(Position annotation records)

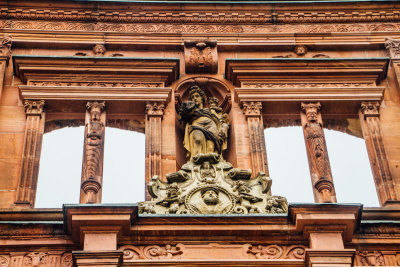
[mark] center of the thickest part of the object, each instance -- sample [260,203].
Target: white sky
[124,160]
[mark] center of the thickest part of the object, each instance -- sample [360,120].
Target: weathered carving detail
[303,85]
[277,252]
[317,153]
[4,261]
[201,57]
[374,258]
[155,108]
[99,50]
[5,47]
[32,148]
[196,28]
[35,259]
[393,46]
[300,50]
[92,170]
[369,118]
[66,260]
[34,107]
[154,113]
[97,84]
[132,253]
[252,108]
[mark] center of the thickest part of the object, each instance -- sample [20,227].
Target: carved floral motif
[195,28]
[393,45]
[368,258]
[277,252]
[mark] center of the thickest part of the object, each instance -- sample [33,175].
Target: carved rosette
[94,149]
[201,57]
[393,46]
[317,152]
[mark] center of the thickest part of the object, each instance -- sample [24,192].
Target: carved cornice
[252,108]
[34,107]
[155,108]
[393,46]
[270,15]
[370,109]
[153,27]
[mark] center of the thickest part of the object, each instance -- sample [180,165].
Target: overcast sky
[124,159]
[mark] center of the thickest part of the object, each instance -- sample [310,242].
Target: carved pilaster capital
[252,108]
[201,56]
[5,47]
[34,107]
[393,46]
[92,105]
[155,108]
[370,109]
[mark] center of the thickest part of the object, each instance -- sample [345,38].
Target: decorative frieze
[320,170]
[34,130]
[92,167]
[154,112]
[370,122]
[201,56]
[253,113]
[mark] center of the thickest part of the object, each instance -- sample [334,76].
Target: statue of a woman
[206,129]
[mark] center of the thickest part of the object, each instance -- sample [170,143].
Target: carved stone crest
[201,57]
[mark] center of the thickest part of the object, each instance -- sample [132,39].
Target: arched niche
[212,88]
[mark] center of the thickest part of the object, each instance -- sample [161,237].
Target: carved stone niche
[201,56]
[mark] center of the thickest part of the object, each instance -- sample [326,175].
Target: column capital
[370,109]
[34,107]
[252,108]
[393,46]
[155,108]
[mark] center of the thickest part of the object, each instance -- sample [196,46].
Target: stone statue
[206,183]
[206,129]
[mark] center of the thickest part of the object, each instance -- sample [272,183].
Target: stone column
[253,113]
[154,113]
[93,153]
[317,153]
[5,54]
[26,191]
[370,124]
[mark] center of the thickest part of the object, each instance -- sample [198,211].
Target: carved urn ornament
[206,183]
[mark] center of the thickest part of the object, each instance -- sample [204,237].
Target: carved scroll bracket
[317,153]
[92,167]
[253,113]
[370,122]
[34,130]
[201,56]
[154,113]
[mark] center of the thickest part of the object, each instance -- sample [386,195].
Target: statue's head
[210,196]
[197,95]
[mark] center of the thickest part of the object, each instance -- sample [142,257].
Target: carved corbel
[201,57]
[92,166]
[34,129]
[253,113]
[370,122]
[317,153]
[154,113]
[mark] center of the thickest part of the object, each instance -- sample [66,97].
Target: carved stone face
[210,197]
[196,97]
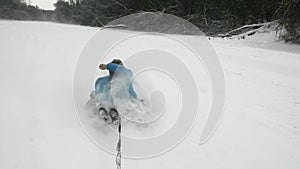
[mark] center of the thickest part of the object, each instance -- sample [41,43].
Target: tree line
[211,16]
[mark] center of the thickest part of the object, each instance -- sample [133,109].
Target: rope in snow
[118,157]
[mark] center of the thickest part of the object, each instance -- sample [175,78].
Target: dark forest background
[212,16]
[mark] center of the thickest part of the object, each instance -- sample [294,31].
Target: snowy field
[260,128]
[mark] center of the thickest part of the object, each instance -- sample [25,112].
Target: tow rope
[118,157]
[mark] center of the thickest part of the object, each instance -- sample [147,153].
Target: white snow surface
[260,128]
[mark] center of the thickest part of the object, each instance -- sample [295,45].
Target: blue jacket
[119,70]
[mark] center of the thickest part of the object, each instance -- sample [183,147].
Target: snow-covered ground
[38,126]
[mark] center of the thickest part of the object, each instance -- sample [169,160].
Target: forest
[212,16]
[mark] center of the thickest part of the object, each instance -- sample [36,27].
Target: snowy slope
[38,126]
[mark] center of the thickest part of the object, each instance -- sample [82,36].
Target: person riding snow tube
[103,87]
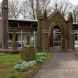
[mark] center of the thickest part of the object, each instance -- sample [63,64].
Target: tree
[35,8]
[63,6]
[75,12]
[13,8]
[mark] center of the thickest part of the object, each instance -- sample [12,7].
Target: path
[63,65]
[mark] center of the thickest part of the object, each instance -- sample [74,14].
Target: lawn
[7,62]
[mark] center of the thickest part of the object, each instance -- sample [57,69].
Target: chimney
[5,23]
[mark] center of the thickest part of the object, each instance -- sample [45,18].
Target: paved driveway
[62,65]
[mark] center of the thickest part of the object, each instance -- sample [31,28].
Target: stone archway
[59,41]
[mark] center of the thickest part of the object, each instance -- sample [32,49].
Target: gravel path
[62,65]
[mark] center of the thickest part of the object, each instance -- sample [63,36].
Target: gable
[57,18]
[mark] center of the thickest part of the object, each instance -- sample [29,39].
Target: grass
[7,62]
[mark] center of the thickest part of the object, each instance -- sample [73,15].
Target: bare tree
[14,9]
[35,8]
[75,12]
[63,6]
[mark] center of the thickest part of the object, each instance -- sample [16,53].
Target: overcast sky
[74,2]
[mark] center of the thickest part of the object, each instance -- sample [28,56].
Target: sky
[74,2]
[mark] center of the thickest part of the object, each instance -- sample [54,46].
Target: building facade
[45,34]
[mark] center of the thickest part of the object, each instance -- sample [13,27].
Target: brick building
[52,31]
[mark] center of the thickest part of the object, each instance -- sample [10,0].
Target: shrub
[40,57]
[22,66]
[27,54]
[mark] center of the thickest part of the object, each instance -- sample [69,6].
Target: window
[76,36]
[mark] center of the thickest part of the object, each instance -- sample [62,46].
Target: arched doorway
[56,34]
[56,38]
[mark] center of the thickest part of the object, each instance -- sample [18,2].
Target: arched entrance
[56,38]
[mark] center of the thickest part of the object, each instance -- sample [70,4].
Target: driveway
[62,65]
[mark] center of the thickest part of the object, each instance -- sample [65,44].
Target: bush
[22,66]
[27,54]
[40,57]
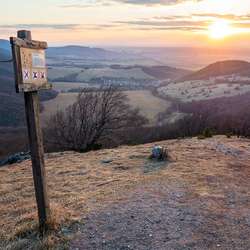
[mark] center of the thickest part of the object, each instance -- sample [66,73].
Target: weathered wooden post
[31,76]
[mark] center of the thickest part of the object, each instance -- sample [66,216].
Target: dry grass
[149,105]
[81,183]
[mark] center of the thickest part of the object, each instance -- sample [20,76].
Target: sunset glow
[220,29]
[130,23]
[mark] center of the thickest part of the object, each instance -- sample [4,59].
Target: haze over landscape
[128,76]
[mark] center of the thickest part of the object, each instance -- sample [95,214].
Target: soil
[170,214]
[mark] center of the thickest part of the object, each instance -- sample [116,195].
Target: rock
[106,161]
[159,153]
[15,158]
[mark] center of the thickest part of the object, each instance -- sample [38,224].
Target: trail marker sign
[29,64]
[31,76]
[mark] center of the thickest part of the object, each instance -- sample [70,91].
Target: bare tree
[95,116]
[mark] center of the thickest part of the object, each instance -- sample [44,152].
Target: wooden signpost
[31,76]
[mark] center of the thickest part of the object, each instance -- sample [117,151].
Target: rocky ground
[199,199]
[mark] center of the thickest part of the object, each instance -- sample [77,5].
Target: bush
[207,133]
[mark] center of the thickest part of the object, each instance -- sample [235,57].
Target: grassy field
[149,105]
[202,90]
[87,74]
[193,200]
[65,86]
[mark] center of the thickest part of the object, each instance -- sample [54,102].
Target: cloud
[153,2]
[40,26]
[133,2]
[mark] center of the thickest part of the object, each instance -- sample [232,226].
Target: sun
[220,29]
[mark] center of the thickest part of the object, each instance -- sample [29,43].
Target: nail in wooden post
[37,150]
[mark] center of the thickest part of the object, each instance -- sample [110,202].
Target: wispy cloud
[131,2]
[40,26]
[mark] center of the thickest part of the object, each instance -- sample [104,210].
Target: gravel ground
[168,217]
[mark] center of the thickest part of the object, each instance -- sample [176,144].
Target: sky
[147,23]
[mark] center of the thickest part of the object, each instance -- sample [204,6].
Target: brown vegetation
[93,119]
[214,194]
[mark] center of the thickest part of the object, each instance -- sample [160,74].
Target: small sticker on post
[26,74]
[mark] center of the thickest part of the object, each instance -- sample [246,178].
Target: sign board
[30,65]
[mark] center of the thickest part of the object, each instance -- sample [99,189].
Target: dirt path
[179,214]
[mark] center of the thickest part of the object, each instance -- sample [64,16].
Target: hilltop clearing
[119,199]
[221,68]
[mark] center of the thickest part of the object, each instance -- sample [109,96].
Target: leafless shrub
[93,119]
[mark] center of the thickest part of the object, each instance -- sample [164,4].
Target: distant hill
[165,72]
[4,44]
[75,52]
[12,104]
[219,69]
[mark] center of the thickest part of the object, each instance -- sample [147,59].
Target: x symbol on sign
[26,74]
[35,76]
[42,75]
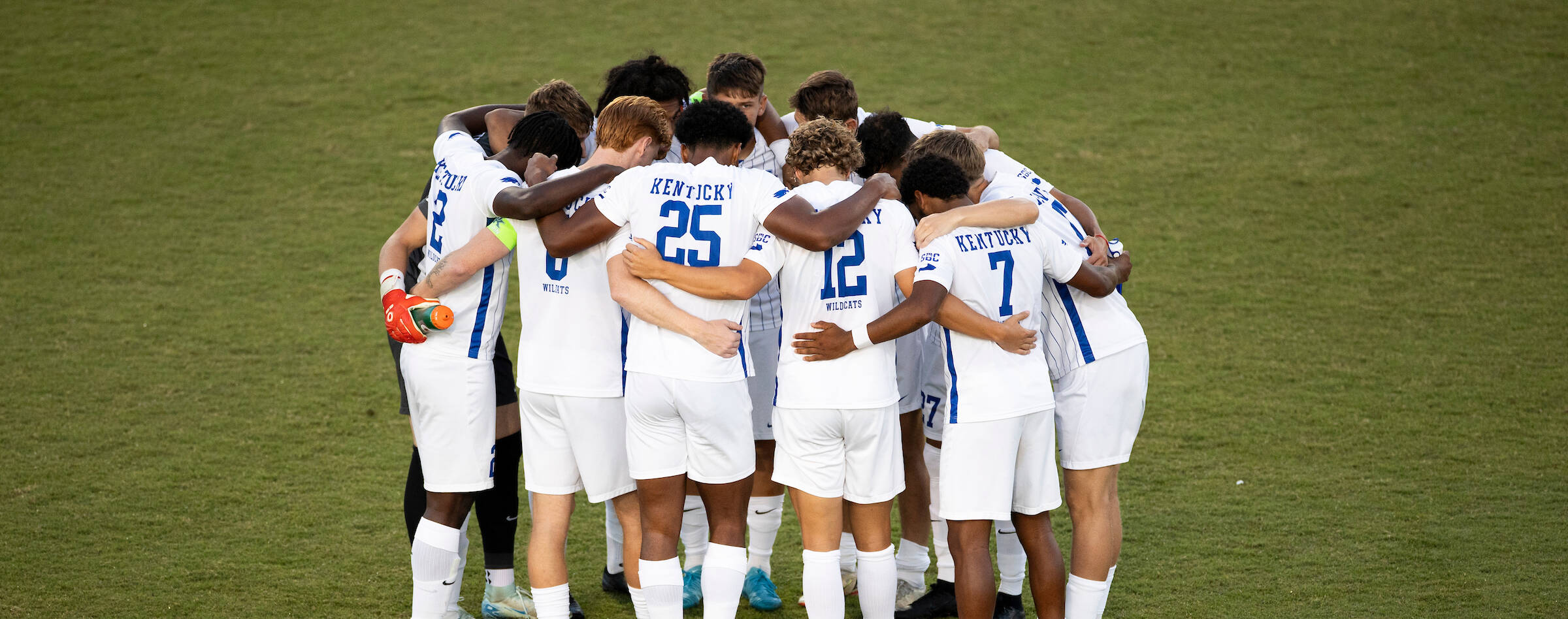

▶ **Problem requirements**
Locate each line of the data above that contains the string "tree" and copy those lines out. Matching is case-sensitive.

▶ **Final result**
Target: tree line
Target: tree
Target: bare tree
Target: bare tree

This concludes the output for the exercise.